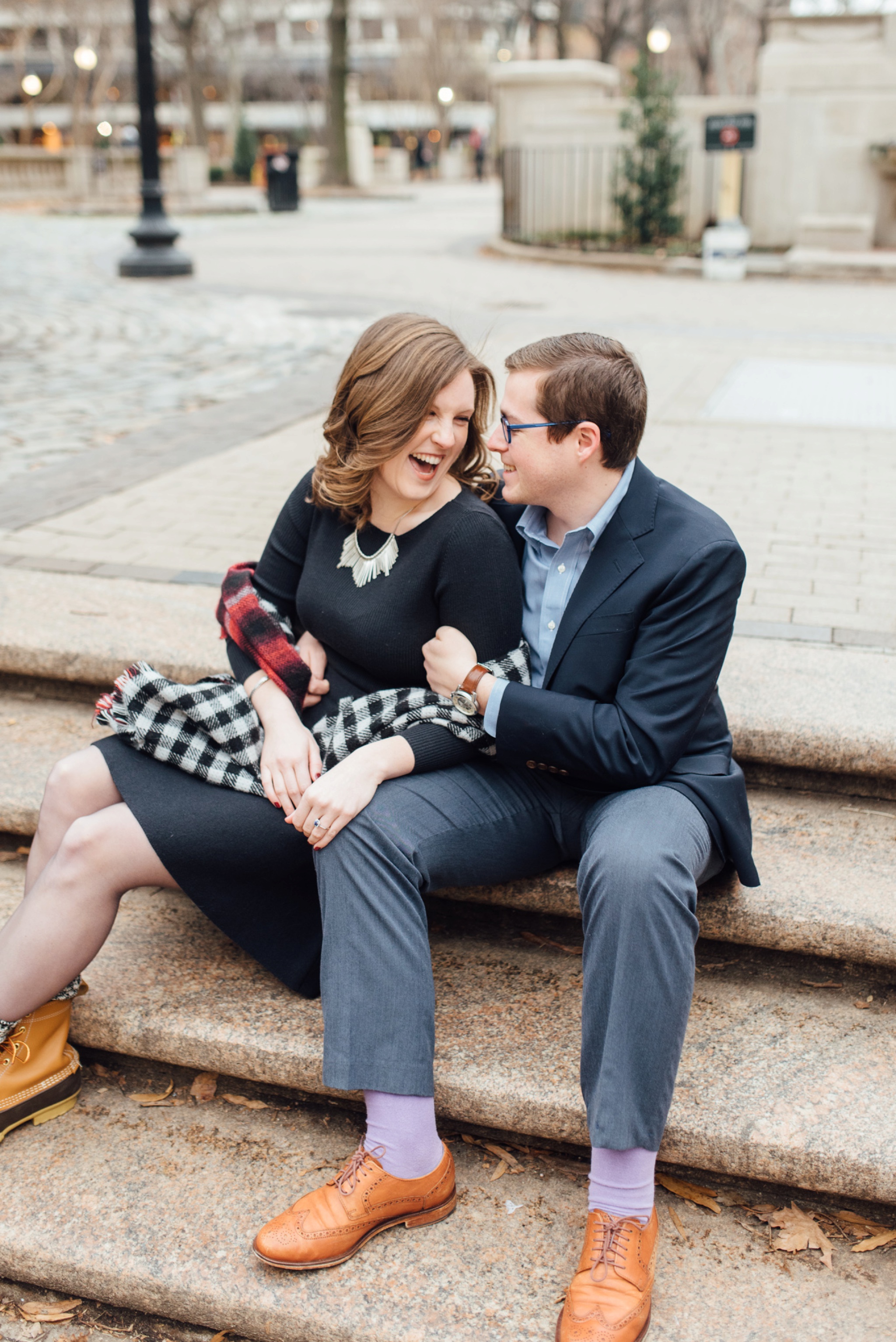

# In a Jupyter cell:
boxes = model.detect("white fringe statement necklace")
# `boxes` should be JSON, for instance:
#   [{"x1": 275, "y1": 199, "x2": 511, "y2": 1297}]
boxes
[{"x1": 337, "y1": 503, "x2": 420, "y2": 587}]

★ ★ ★

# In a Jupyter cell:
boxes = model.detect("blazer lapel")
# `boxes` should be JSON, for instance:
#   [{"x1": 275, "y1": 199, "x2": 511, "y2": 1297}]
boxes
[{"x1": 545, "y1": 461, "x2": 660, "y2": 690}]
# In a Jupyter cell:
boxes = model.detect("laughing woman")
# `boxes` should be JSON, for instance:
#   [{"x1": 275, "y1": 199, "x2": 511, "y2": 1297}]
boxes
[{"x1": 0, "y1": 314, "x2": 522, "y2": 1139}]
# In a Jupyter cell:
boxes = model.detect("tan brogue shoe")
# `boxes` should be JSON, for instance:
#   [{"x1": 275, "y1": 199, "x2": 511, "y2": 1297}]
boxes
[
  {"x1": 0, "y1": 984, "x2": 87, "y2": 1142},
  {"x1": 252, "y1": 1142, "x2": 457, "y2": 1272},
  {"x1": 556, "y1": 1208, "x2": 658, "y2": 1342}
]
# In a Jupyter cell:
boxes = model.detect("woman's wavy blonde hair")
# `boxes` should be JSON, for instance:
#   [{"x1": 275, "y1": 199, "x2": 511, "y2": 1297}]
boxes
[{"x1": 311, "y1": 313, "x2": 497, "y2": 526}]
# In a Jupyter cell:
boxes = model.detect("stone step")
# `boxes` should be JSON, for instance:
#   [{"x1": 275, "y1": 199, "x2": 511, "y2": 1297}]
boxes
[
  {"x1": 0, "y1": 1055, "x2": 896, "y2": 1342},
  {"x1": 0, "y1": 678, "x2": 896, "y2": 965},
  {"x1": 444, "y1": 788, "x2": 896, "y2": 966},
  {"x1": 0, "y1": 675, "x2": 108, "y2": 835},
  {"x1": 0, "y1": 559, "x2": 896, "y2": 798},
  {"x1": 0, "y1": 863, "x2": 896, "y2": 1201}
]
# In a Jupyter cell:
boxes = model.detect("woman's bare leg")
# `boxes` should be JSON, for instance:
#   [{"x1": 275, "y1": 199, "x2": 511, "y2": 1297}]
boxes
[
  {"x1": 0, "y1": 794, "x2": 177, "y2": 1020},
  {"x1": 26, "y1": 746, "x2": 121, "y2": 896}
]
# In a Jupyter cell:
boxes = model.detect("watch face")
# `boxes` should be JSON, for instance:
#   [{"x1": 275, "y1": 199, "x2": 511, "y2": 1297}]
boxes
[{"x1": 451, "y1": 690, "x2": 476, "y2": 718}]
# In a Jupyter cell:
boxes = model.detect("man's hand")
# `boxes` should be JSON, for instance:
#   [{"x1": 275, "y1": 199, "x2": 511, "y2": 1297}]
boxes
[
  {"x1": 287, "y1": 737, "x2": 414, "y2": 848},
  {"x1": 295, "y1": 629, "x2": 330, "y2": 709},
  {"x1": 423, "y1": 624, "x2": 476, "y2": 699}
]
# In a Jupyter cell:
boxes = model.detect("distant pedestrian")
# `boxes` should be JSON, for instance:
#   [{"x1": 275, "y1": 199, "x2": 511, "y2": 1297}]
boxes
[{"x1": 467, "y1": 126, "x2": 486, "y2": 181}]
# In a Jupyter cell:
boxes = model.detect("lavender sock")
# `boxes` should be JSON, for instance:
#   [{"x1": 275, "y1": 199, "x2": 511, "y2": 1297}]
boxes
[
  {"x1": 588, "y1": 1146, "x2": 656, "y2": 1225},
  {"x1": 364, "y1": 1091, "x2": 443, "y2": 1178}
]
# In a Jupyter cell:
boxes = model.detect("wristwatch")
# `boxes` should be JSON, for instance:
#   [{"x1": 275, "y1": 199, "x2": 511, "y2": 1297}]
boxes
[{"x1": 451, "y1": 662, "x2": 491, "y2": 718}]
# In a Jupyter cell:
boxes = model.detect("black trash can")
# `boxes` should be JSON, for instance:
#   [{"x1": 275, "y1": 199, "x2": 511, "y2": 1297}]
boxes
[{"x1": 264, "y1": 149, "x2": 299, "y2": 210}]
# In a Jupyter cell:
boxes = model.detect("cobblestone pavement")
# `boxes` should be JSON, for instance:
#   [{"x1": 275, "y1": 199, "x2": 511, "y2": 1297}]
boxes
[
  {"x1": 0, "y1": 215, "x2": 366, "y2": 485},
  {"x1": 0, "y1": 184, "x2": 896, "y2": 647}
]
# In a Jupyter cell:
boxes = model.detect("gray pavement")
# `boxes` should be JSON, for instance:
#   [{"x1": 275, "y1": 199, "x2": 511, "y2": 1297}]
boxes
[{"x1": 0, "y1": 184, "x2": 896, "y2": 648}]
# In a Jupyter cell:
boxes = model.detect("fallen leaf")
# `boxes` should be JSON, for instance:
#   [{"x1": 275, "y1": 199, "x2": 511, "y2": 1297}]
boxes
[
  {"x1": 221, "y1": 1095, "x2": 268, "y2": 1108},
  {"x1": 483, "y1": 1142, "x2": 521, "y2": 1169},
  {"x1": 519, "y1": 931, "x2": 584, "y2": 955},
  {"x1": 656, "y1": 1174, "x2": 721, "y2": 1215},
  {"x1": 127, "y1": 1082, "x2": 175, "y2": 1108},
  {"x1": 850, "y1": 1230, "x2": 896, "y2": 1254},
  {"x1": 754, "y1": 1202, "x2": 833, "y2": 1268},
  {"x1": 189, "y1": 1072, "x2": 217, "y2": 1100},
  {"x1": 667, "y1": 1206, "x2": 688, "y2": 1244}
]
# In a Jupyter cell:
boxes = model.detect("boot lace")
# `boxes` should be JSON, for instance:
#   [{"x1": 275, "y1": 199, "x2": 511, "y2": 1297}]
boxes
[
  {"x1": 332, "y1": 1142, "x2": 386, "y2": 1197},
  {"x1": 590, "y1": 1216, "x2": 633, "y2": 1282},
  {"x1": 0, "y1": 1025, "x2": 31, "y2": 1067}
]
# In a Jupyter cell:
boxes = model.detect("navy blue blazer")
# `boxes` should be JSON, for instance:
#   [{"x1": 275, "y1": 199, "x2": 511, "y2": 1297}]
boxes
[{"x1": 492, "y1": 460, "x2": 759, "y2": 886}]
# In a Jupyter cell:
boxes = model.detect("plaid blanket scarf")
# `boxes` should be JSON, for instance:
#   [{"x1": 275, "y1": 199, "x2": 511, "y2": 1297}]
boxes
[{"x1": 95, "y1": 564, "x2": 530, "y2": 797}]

★ ★ ★

Show each line of the records that contains the string "woman", treating uppercase and lowercase as different.

boxes = model.detect("laughing woman")
boxes = model.detect("woman's wavy blonde hair")
boxes = model.detect("woman's bare leg")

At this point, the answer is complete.